■ What needs to be done ■
Reproduce the entries that follow, exactly and in full.

::: Given data :::

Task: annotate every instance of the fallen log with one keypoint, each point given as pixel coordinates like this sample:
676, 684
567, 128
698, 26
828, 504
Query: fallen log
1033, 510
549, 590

:::

■ Final answer ■
Task: annotate every instance of the fallen log with one keypoint, each point given as pixel coordinates like this sample:
676, 684
567, 128
698, 26
828, 504
Query: fallen log
1033, 510
549, 590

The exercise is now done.